FRAGMENTO DE LA FUENTE:
---
Le estoy dando mucha cera a este libro, pero también tiene partes buenas. Los personajes ya he comentado que me parecen demasiado pintorescos, y eso me desconcierta, pero Murakami sabe hacerlos hablar. Todos tienen una voz propia y distinguida, y una personalidad marcada. Naoko tiene una manera gráfica, naif de expresarse, una forma casi holística de enlazar temas. Midori es impulsiva, impertinente, malhablada, masculina en su forma de ver el mundo, y es algo que entendemos cuando nos cuenta la historia de su infancia. Reiko es la más cuerda de todas las mujeres del libro, y de sus diálogos se intuye el remordimiento, la fina ironía y el casi nihilismo al que la llevó tener que huir durante ocho años por un crimen que no cometió. Como Watanabe es más una excusa para que el resto del mundo se vuelque a hablar que un participante activo en las conversaciones, suele ser interesante escuchar los destripes que los personajes hacen de sus propias vidas.
---
EXTRACTO DE DATOS:
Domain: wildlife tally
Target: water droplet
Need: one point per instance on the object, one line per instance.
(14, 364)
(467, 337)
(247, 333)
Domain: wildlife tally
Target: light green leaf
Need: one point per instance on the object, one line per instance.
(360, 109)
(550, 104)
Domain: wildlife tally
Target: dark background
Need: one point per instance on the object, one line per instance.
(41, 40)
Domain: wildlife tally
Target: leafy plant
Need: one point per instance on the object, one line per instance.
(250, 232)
---
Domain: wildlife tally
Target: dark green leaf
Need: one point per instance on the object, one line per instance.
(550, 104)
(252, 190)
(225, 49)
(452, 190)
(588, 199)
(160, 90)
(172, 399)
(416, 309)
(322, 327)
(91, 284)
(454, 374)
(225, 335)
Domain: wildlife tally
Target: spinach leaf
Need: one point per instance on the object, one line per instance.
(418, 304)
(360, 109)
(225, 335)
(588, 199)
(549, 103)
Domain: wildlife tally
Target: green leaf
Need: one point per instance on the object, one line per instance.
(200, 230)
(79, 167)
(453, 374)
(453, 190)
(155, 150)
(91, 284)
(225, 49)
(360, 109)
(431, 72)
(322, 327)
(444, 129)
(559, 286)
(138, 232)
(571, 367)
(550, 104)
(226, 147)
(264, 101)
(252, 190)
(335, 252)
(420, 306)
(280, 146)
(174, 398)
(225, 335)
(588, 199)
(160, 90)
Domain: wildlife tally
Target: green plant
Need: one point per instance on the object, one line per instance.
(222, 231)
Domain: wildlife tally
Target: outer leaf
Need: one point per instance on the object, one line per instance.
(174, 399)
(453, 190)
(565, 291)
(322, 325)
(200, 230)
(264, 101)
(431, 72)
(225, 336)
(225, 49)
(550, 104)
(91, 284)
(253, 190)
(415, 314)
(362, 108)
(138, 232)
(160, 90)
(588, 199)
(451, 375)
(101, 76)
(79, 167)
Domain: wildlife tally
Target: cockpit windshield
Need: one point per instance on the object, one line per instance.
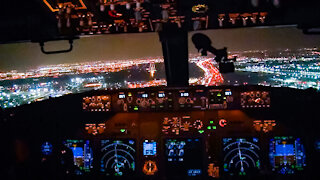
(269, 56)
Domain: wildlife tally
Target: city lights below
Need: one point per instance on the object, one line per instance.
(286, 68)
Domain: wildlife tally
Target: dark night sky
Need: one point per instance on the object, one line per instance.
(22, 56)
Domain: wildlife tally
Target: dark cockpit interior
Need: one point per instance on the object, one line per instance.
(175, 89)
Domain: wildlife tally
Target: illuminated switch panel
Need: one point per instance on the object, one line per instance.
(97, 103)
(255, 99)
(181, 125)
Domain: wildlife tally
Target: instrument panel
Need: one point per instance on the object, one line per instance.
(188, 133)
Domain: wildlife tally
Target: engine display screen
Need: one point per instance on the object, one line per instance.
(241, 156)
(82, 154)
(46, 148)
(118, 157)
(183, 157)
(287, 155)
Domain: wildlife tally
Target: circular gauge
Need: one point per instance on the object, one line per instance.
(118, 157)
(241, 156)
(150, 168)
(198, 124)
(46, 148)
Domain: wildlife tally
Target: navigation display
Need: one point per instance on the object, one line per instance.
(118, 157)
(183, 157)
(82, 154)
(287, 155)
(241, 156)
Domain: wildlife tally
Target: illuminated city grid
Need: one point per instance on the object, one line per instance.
---
Según el fragmento sobre el libro de Murakami, ¿cuántos años tuvo que huir Reiko?

RESULTADO DEL EJERCICIO: Ocho años, por un crimen que no cometió.